**Text excerpt**
>>>
Ewart, a 58-year-old described as having the mental capacity of a 12- to 13-year-old, had accidentally lit himself on fire in the process of committing arson for the defendant, Crown prosecutor David Johnstone told jurors during closing arguments this week.
While there was no physical evidence or CCTV footage placing the defendant at the scene, she had used Ewart just a year earlier to lodge a false assault allegation against a man who had helped her father divorce her mother, Johnstone alleged. And in 2008, she is suspected of having lit her then-boyfriend's car on fire as the relationship became acrimonious, he noted.
"It does give you an insight into what [her] tendencies were," Johnstone said, describing the defendant as already knowing through experience "just how coachable, just how susceptible Mr Ewart was".
"The fire in 2017 was far more likely to have been inspired by [the defendant] rather than Mr Ewart," he said.
<<<
**Extracted data entries**
>>>
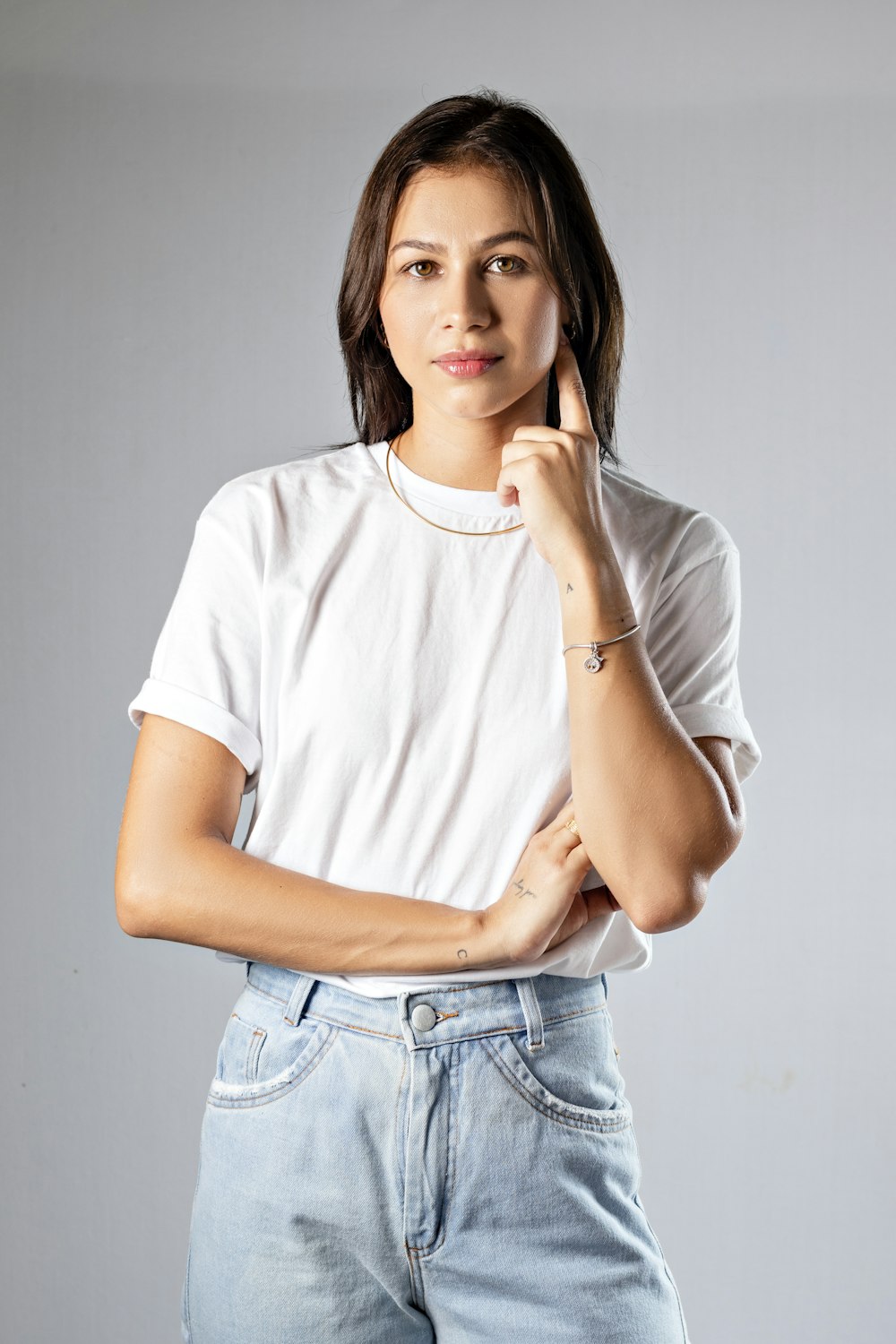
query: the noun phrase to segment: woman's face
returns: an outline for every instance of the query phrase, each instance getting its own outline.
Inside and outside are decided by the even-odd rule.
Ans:
[[[547,376],[570,312],[551,289],[514,194],[485,169],[420,169],[407,184],[388,242],[380,317],[390,353],[420,399],[443,415],[513,411],[544,419]],[[455,351],[496,363],[454,362]],[[438,360],[443,362],[439,363]],[[537,414],[536,414],[537,413]]]

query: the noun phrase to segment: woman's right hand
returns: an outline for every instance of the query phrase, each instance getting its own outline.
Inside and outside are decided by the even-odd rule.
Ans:
[[[486,929],[513,961],[531,962],[566,942],[595,915],[619,910],[609,887],[580,891],[591,867],[580,837],[567,821],[572,798],[529,840],[502,896],[482,911]]]

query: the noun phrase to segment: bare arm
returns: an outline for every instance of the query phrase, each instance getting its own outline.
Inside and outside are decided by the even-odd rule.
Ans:
[[[235,849],[244,782],[220,742],[145,715],[116,862],[125,933],[310,973],[437,974],[513,960],[482,911],[357,891]]]

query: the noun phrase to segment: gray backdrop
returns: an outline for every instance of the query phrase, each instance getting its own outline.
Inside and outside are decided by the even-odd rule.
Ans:
[[[242,969],[117,925],[126,706],[203,504],[349,435],[357,195],[481,83],[591,184],[630,469],[742,552],[747,833],[610,977],[645,1206],[695,1344],[891,1337],[895,38],[869,0],[4,0],[7,1339],[180,1337]]]

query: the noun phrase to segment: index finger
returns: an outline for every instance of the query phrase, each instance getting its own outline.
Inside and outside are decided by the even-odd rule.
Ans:
[[[568,341],[557,347],[555,370],[560,399],[560,429],[568,429],[572,434],[582,434],[583,437],[594,434],[591,411],[584,395],[584,383],[579,372],[579,362]]]

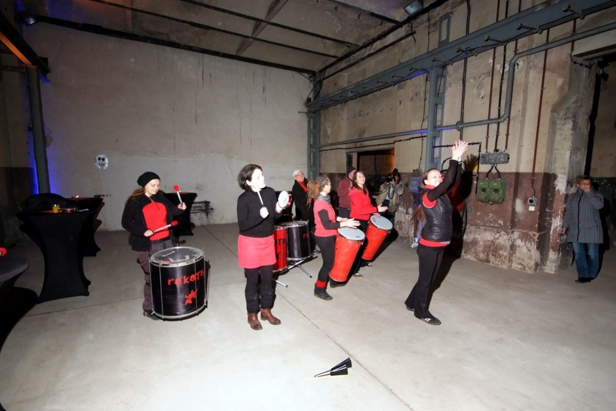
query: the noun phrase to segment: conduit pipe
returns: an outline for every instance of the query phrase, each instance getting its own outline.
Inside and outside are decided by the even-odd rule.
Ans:
[[[606,31],[609,31],[610,30],[616,30],[616,22],[610,23],[609,24],[606,24],[601,27],[597,27],[596,28],[593,28],[586,31],[583,31],[569,37],[565,37],[564,38],[561,39],[560,40],[557,40],[556,41],[553,41],[552,43],[546,43],[543,46],[539,46],[533,49],[529,49],[526,51],[523,51],[521,53],[516,54],[515,56],[509,62],[509,75],[507,78],[507,94],[505,96],[505,113],[503,115],[498,118],[490,118],[485,120],[478,120],[477,121],[469,121],[468,123],[462,123],[461,121],[458,121],[455,124],[451,124],[449,126],[442,126],[440,127],[437,127],[434,129],[437,131],[445,131],[446,130],[453,130],[456,129],[458,131],[461,131],[463,128],[466,128],[468,127],[476,127],[477,126],[485,126],[490,124],[495,124],[496,123],[503,123],[507,118],[509,118],[509,115],[511,113],[511,100],[513,99],[513,81],[515,79],[515,67],[516,63],[517,60],[522,57],[525,57],[528,55],[531,55],[532,54],[536,54],[537,53],[541,52],[542,51],[545,51],[546,50],[549,50],[550,49],[553,49],[555,47],[559,47],[562,46],[563,44],[566,44],[573,41],[577,41],[582,39],[585,39],[587,37],[590,37],[591,36],[596,36],[596,35],[601,34],[602,33],[605,33]],[[333,143],[328,143],[326,144],[322,144],[320,145],[316,146],[315,148],[321,149],[323,147],[331,147],[333,145],[341,145],[345,144],[352,144],[354,143],[362,143],[367,141],[373,141],[375,140],[382,140],[383,139],[391,138],[394,137],[399,137],[400,136],[411,136],[413,134],[422,134],[428,132],[427,129],[420,129],[418,130],[410,130],[408,131],[400,131],[399,132],[392,132],[389,134],[381,134],[379,136],[373,136],[372,137],[366,137],[362,139],[355,139],[355,140],[347,140],[345,141],[339,141]]]
[[[445,130],[454,130],[456,126],[444,126],[442,127],[435,128],[435,130],[437,131],[444,131]],[[363,143],[367,141],[373,141],[375,140],[383,140],[383,139],[391,139],[394,137],[400,137],[402,136],[413,136],[415,134],[425,134],[428,133],[428,129],[423,128],[419,130],[409,130],[408,131],[400,131],[399,132],[392,132],[389,134],[381,134],[379,136],[373,136],[372,137],[365,137],[363,139],[355,139],[355,140],[345,140],[344,141],[338,141],[334,143],[327,143],[326,144],[321,144],[320,145],[317,145],[315,147],[317,149],[322,149],[323,147],[329,147],[332,145],[341,145],[344,144],[352,144],[354,143]]]
[[[573,35],[569,37],[565,37],[565,38],[561,39],[560,40],[557,40],[556,41],[546,43],[543,46],[540,46],[533,49],[529,49],[526,51],[523,51],[521,53],[516,54],[509,62],[509,76],[507,78],[507,95],[505,96],[505,113],[503,113],[503,115],[498,118],[490,118],[485,120],[479,120],[477,121],[469,121],[468,123],[462,123],[461,121],[456,123],[453,128],[459,131],[463,128],[466,128],[467,127],[476,127],[477,126],[485,126],[486,124],[495,124],[496,123],[503,123],[507,120],[511,113],[511,100],[513,97],[513,81],[516,78],[516,63],[522,57],[525,57],[528,55],[536,54],[537,53],[545,51],[546,50],[549,50],[550,49],[553,49],[554,47],[559,47],[560,46],[562,46],[563,44],[570,43],[572,41],[577,41],[582,39],[585,39],[587,37],[596,36],[596,35],[614,30],[616,30],[616,22],[606,24],[604,26],[601,26],[601,27],[598,27],[596,28],[593,28],[592,30]],[[445,129],[450,129],[447,128]]]

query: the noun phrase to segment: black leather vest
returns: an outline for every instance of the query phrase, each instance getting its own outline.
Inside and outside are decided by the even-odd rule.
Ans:
[[[452,213],[453,208],[449,197],[443,194],[436,199],[436,205],[432,208],[428,208],[423,205],[423,198],[428,189],[422,188],[421,208],[426,216],[425,226],[421,230],[421,237],[426,240],[443,242],[452,239]]]

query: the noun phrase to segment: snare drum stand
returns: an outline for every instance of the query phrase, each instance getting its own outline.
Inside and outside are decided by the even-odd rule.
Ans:
[[[301,259],[298,260],[297,261],[294,261],[293,263],[291,265],[288,266],[286,268],[285,268],[284,269],[282,269],[282,270],[280,270],[280,271],[278,271],[277,272],[275,272],[274,274],[278,274],[278,275],[281,275],[282,274],[286,274],[286,273],[288,273],[289,271],[291,271],[291,269],[294,268],[296,267],[299,267],[300,268],[300,269],[301,269],[301,271],[303,271],[304,272],[304,274],[306,274],[306,275],[307,275],[308,277],[309,277],[310,278],[312,279],[312,276],[310,275],[310,274],[309,272],[308,272],[307,271],[306,271],[306,269],[304,269],[303,267],[302,267],[301,264],[302,264],[305,261],[307,261],[309,260],[313,260],[315,258],[317,258],[318,256],[317,255],[317,253],[314,253],[312,254],[312,255],[310,256],[309,257],[306,257],[306,258],[302,258]],[[288,261],[289,260],[287,260],[287,261]],[[275,281],[277,283],[278,283],[280,285],[282,285],[282,286],[285,287],[286,288],[289,288],[288,285],[287,285],[286,284],[285,284],[285,283],[283,283],[283,282],[282,282],[281,281],[278,281],[278,280],[274,280],[274,281]]]

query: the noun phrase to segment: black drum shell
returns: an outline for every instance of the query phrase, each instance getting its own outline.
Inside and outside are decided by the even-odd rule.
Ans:
[[[310,233],[307,221],[283,222],[286,227],[286,258],[288,259],[302,260],[312,254],[310,243]]]
[[[163,319],[182,319],[206,306],[209,272],[203,256],[184,265],[150,262],[154,314]]]

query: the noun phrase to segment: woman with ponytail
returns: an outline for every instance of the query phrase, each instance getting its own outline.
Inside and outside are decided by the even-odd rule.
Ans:
[[[326,176],[319,176],[316,181],[308,183],[308,202],[314,200],[312,205],[316,227],[314,236],[323,258],[323,266],[314,285],[314,295],[325,300],[332,299],[332,296],[327,293],[327,280],[330,277],[330,272],[334,267],[336,230],[341,227],[355,227],[359,226],[359,222],[354,219],[336,217],[330,200],[331,190],[331,182]]]
[[[419,278],[405,304],[407,309],[413,311],[416,317],[431,325],[438,325],[440,321],[428,309],[428,290],[436,278],[443,260],[443,253],[451,242],[453,231],[453,207],[447,193],[461,178],[460,160],[468,148],[468,143],[461,140],[454,143],[449,168],[444,179],[440,171],[436,168],[428,170],[421,175],[424,185],[419,192],[421,207],[412,217],[413,219],[424,219],[425,225],[417,246],[417,255],[419,259]]]

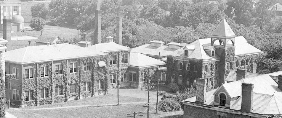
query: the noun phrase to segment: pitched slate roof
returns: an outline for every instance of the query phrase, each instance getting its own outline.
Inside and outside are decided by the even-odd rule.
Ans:
[[[230,109],[240,110],[241,108],[242,83],[254,84],[252,110],[251,112],[262,114],[282,114],[282,91],[278,88],[278,85],[270,76],[278,76],[282,74],[282,71],[259,75],[246,78],[234,82],[223,84],[219,88],[208,92],[206,98],[206,103],[204,104],[214,106],[211,104],[214,100],[213,94],[221,87],[224,87],[231,97],[239,97],[231,106]],[[196,97],[184,100],[183,101],[195,102]]]
[[[38,37],[38,38],[35,41],[36,42],[44,42],[47,43],[49,42],[51,43],[55,43],[56,41],[56,39],[58,38],[59,40],[60,40],[60,38],[57,36],[54,36],[52,35],[42,34],[40,35]]]
[[[164,62],[141,54],[131,51],[129,54],[130,66],[145,68],[165,64]]]
[[[63,43],[27,47],[6,52],[7,62],[20,64],[53,61],[107,54],[78,46]]]
[[[138,52],[141,54],[158,56],[166,57],[177,49],[170,48],[167,45],[160,47],[153,46],[150,44],[146,44],[132,48],[132,51]]]
[[[261,74],[255,73],[247,72],[246,73],[246,76],[245,78],[250,78],[260,75],[261,75]],[[236,73],[236,71],[235,70],[231,70],[229,72],[229,73],[227,76],[227,77],[226,77],[225,80],[232,82],[235,81],[237,81],[237,73]]]
[[[279,3],[277,3],[269,8],[268,10],[282,11],[282,5]]]
[[[212,36],[235,37],[236,35],[231,29],[225,19],[221,21],[212,34]]]
[[[243,36],[236,37],[235,38],[236,40],[235,45],[235,56],[262,53],[261,50],[248,43]],[[188,45],[195,45],[195,50],[188,57],[184,56],[183,48],[177,49],[169,55],[202,60],[219,57],[216,53],[214,57],[211,57],[204,50],[206,48],[204,47],[210,46],[211,41],[210,38],[199,39],[189,44]],[[216,43],[215,44],[219,45]]]
[[[130,47],[117,44],[114,42],[98,43],[85,48],[104,52],[131,49]]]

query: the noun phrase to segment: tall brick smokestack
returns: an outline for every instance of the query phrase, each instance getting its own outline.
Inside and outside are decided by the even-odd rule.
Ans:
[[[116,42],[122,45],[122,17],[116,17]]]

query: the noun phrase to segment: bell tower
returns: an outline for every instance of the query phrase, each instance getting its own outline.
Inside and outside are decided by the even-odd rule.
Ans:
[[[218,63],[219,69],[221,72],[217,77],[218,84],[225,83],[227,76],[224,72],[226,70],[232,69],[234,60],[235,37],[236,35],[227,23],[223,19],[218,25],[211,35],[211,46],[215,49],[215,53],[220,57]]]

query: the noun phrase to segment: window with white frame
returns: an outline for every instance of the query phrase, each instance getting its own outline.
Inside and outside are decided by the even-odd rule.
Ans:
[[[70,84],[70,93],[72,94],[76,92],[76,83]]]
[[[111,83],[116,83],[116,75],[110,75],[110,79],[111,81]]]
[[[20,100],[20,93],[19,92],[19,90],[13,89],[13,100]]]
[[[178,76],[178,84],[182,84],[182,76],[180,75]]]
[[[85,63],[83,64],[83,70],[84,71],[90,71],[90,63]]]
[[[33,100],[33,91],[29,90],[25,91],[25,101],[29,101]]]
[[[19,68],[13,68],[12,71],[12,73],[16,74],[16,76],[15,77],[15,78],[16,79],[20,77],[19,76]]]
[[[90,90],[91,90],[91,87],[90,86],[90,82],[84,82],[83,83],[84,91],[90,91]]]
[[[56,75],[63,74],[63,65],[61,64],[56,65],[55,66],[55,73]]]
[[[48,76],[48,66],[41,67],[41,76],[46,77]]]
[[[25,78],[33,78],[33,68],[25,69]]]
[[[55,95],[63,95],[63,86],[56,85],[55,87]]]
[[[76,63],[70,63],[70,73],[76,73],[77,71]]]
[[[110,64],[116,64],[116,56],[111,56],[110,57]]]
[[[190,63],[187,63],[186,64],[186,70],[187,71],[190,71]]]
[[[40,91],[40,98],[47,98],[48,97],[48,88],[41,88]]]
[[[127,63],[127,54],[123,55],[121,55],[121,63]]]

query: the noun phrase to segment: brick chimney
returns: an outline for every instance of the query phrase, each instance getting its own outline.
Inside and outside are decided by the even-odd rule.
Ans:
[[[282,75],[278,75],[278,88],[282,90]]]
[[[102,11],[100,10],[95,10],[95,30],[94,32],[94,44],[101,43],[101,17]]]
[[[237,69],[236,71],[237,76],[236,81],[240,80],[246,77],[246,73],[247,73],[247,70]]]
[[[122,45],[122,17],[116,17],[116,43]]]
[[[11,25],[12,20],[7,16],[3,19],[3,39],[11,40]]]
[[[196,103],[203,104],[206,102],[206,79],[201,78],[197,78],[196,88]]]
[[[251,72],[252,73],[257,73],[257,63],[251,63]]]
[[[242,83],[242,103],[241,111],[242,112],[250,113],[253,107],[253,94],[254,93],[254,84],[252,83]]]

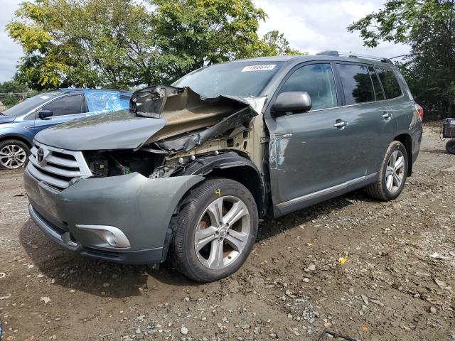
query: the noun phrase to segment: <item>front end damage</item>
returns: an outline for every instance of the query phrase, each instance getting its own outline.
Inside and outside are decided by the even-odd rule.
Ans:
[[[40,133],[24,175],[31,216],[82,254],[161,261],[172,216],[204,175],[242,166],[260,177],[264,102],[158,85],[135,92],[129,112]]]

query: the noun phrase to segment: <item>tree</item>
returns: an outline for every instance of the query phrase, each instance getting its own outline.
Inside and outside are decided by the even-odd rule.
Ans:
[[[171,82],[234,58],[296,53],[260,40],[252,0],[35,0],[7,26],[24,56],[16,79],[36,90]]]
[[[455,0],[388,0],[348,29],[358,31],[368,47],[409,44],[397,64],[426,117],[455,116]]]
[[[249,45],[248,57],[262,57],[267,55],[306,55],[299,50],[289,46],[289,42],[283,33],[278,31],[271,31],[264,35],[260,40]]]
[[[28,91],[27,86],[24,84],[20,84],[14,80],[10,80],[0,83],[0,94],[6,94],[9,92],[25,93]]]
[[[17,104],[19,102],[19,99],[16,94],[9,93],[6,96],[1,97],[1,103],[7,108],[11,108],[14,105]]]

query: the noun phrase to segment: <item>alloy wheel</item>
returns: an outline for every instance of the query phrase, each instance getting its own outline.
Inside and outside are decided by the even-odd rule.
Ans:
[[[6,168],[21,168],[26,159],[26,151],[17,144],[7,144],[0,150],[0,164]]]
[[[247,205],[234,196],[213,201],[198,220],[194,249],[199,261],[210,269],[223,269],[243,251],[251,231]]]
[[[405,156],[400,151],[395,151],[390,155],[385,170],[387,189],[395,193],[401,187],[405,178]]]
<<<
**Prompt A**
Repeat the court report from "Ewart, a 58-year-old" up to and including "arguments this week.".
**Prompt B**
According to the court report, in what year is the defendant suspected of setting her then-boyfriend's car on fire?
Rely solely on the court report to respond.

**Final result A**
Ewart, a 58-year-old described as having the mental capacity of a 12- to 13-year-old, had accidentally lit himself on fire in the process of committing arson for the defendant, Crown prosecutor David Johnstone told jurors during closing arguments this week.

**Final result B**
2008